**Votre travail:**
(1) Reproduisez sans rien changer le passage de l'extrait sur l'épître de Jacques qui commence par « Jacques, le serviteur » et se poursuit jusqu'à « ont perdu beaucoup. ».
(2) Reprenez l'extrait sur l'épître de Jacques à l'endroit où il s'arrête et poursuivez-en la rédaction.

── Extrait choisi

La Bible ne nous promet pas de faire disparaître tous nos problèmes. Mais en même temps, elle nous promet qu’il ne nous manquera rien. La Bible ne nous promet pas de rendre notre vie facile. Par contre, elle nous promet de faire de nous (les chrétiens) des disciples de Jésus. La Bible promet une croissance en termes de foi et de caractère chrétien, à ceux qui aiment le Seigneur, et afin qu’il ne nous manque rien. C’est ce que nous dit Jacques.

Jacques, le serviteur de Dieu et du Seigneur Jésus-Christ, a écrit son épitre aux douze tribus dans la dispersion. Historiquement, la dispersion faisait référence aux juifs dispersés après que le territoire d’Israël a été conquis par des puissances extérieures. Mais ici, au début de l’épitre de Jacques, je pense que les douze tribus désignent les chrétiens qui se sont enfuis de Jérusalem à cause de la persécution. Jacques, le frère de Jésus, était un apôtre à Jérusalem et une colonne de l’église (selon Galates 2.9). Et donc, quand il s’adresse au peuple de Dieu dispersé, il parle à son assemblée qui a été frappée par la persécution. Il parle aux gens qui ont perdu beaucoup.

À cause de la persécution, les chrétiens de Jérusalem ont perdu leurs maisons ; ils ont perdu leurs moyens de subsistance ; ils ont perdu leurs biens, leurs effets personnels, leurs familles, et leurs positions dans la société. Jacques s’adresse à des gens qui ont tout perdu, et qui ont été tentés de perdre la foi en plus. Mais en sachant qu’il ne peut pas faire grand-chose pour rétablir les biens tangibles, ou matériels, de ces chrétiens, Jacques, en tant que pasteur et berger, se préoccupe de leurs besoins spirituels afin de les encourager dans la foi―il se préoccupe de leur persévérance, de leur sagesse, et de leur humilité devant Dieu.

────
── Données disponibles

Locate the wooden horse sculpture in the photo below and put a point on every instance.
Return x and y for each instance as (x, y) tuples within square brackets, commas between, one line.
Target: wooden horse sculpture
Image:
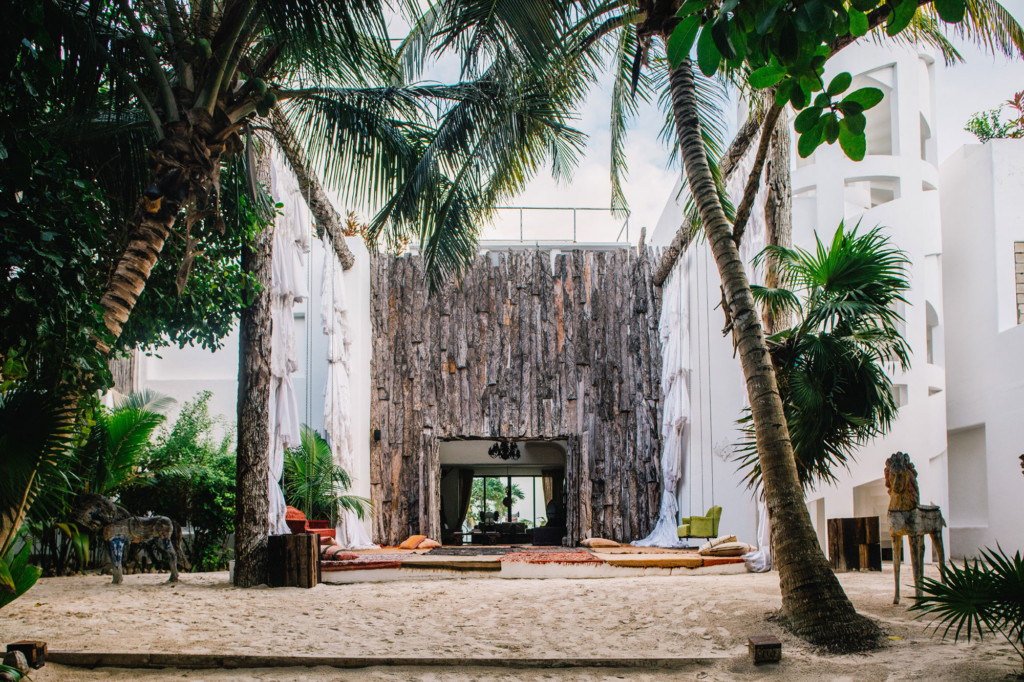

────

**Réponses à l'exercice:**
(1)
Jacques, le serviteur de Dieu et du Seigneur Jésus-Christ, a écrit son épitre aux douze tribus dans la dispersion. Historiquement, la dispersion faisait référence aux juifs dispersés après que le territoire d’Israël a été conquis par des puissances extérieures. Mais ici, au début de l’épitre de Jacques, je pense que les douze tribus désignent les chrétiens qui se sont enfuis de Jérusalem à cause de la persécution. Jacques, le frère de Jésus, était un apôtre à Jérusalem et une colonne de l’église (selon Galates 2.9). Et donc, quand il s’adresse au peuple de Dieu dispersé, il parle à son assemblée qui a été frappée par la persécution. Il parle aux gens qui ont perdu beaucoup.

(2)
Il leur rappelle que malgré les circonstances, tout ce que nous avons, nous l’avons par la grâce de Dieu. Jacques écrit à son assemblée pour qu’il ne leur manque rien. Il nous parle aussi, à nous aujourd’hui, pour qu’il ne nous manque rien.

Le livre de Jacques est souvent considéré comme les proverbes du Nouveau Testament. Il est difficile d’identifier des concepts théologiques qui unifient cette épitre. Jésus n’est mentionné que deux fois dans le livre, et Jacques change le sujet de son discours tous les quelques versets. Le texte se lit comme une homélie pratique saupoudrée d’illustrations vivides.

En plus, Jacques est souvent accusé par ses critiques de légalisme (c’est-à-dire quand on met l’accent sur les mérites humains). Son épitre est souvent perçue comme une contradiction à la théologie de la grâce qui domine le Nouveau Testament. Il y a des chrétiens de chaque époque qui hésitent à appliquer l’enseignement de Jacques parce qu’il nous donne l’impression parfois que les œuvres (les actions humaines) comptent plus que la foi et que la grâce de Dieu. Par exemple, l’apôtre Paul nous dit que c’est par la grâce que nous sommes sauvés par le moyen de la foi. Et l’apôtre Jacques réplique que sans les œuvres, la foi est morte.

Mais je pense qu’il faut lire ce livre avec un peu plus d’attention. Il n’y a pas de contradiction, mais une complémentarité. N’oubliez pas que ce livre a été écrit dans un contexte juif, à Jérusalem, indépendamment de la théologie de Paul. Sous l’inspiration du Saint-Esprit, Jacques utilise les circonstances difficiles des chrétiens pour leur faire constater leur besoin de la grâce. Il leur rappelle que Dieu leur donne librement pour qu’il ne leur manque rien.

Le don de la persévérance (v. 1-4)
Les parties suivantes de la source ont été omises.